### TASK ITEM
Output the listing below exactly, minus its images.

### MATERIAL SUPPLIED
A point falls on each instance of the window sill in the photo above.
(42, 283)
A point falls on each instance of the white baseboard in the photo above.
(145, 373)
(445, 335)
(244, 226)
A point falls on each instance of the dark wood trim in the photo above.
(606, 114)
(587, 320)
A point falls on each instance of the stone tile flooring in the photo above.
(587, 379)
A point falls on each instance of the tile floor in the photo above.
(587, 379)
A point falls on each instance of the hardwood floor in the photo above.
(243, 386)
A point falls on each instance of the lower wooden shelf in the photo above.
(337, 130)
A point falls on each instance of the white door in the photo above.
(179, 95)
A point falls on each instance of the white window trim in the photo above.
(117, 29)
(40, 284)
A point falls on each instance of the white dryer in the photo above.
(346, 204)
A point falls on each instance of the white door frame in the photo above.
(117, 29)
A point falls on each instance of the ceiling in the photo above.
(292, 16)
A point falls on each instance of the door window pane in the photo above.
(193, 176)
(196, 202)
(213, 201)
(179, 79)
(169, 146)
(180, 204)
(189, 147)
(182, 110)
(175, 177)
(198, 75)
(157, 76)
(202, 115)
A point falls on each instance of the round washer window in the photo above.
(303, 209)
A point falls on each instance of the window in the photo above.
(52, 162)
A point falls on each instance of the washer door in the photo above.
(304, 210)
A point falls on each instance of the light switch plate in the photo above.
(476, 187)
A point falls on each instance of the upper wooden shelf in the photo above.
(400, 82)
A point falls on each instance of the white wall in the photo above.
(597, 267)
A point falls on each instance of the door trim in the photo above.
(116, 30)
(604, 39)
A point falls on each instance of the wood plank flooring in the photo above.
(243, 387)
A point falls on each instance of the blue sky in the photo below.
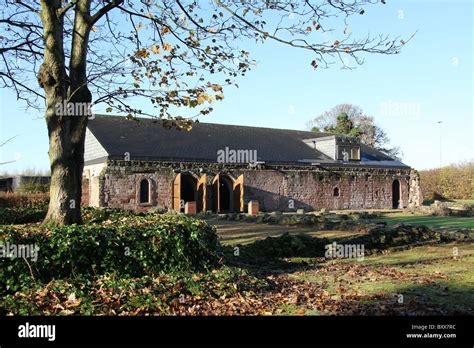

### SOLUTION BELOW
A point falls on each instance of the window sill in the photo above.
(42, 283)
A point falls on each instance of the white baseboard in the photo above.
(145, 373)
(445, 335)
(244, 226)
A point falls on each instance of the dark wood trim in the photo above.
(606, 114)
(587, 320)
A point falls on each instance of the stone tile flooring in the photo above.
(587, 379)
A point falls on each instance of the tile floor in the photo above.
(587, 379)
A point falls on each instance of the hardwood floor in the photo above.
(243, 386)
A point falls on each instance of the lower wooden shelf in the photo above.
(337, 130)
A point falls on each instance of the white door in the photo above.
(179, 95)
A point falls on each instance of the white window trim in the photo above.
(117, 29)
(40, 284)
A point falls on each instance of the white dryer in the photo above.
(346, 204)
A point falls on each instance of the white door frame in the photo above.
(117, 29)
A point falls on each instance of the ceiling in the photo above.
(292, 16)
A point falls on each instance of the door window pane in the photo above.
(193, 176)
(196, 202)
(213, 201)
(179, 79)
(169, 146)
(180, 204)
(189, 147)
(182, 110)
(175, 177)
(198, 75)
(157, 76)
(202, 115)
A point falls on each instance of the round washer window in the photo above.
(303, 209)
A point falls on each instance of the window in the photo above.
(52, 162)
A point falls on each instance of the washer door in the photo above.
(304, 210)
A point falls on each instance of the light switch plate in the photo above.
(476, 187)
A point falls on each instance of the upper wooden shelf in the photo above.
(400, 82)
A point falls on each instance of the white wall in the photo above.
(597, 267)
A point falls on each instance of the door trim in the photo above.
(116, 30)
(604, 39)
A point falls on each instance of the wood plank flooring in the photo above.
(243, 387)
A point falls on each instance of the blue sky in the photo below.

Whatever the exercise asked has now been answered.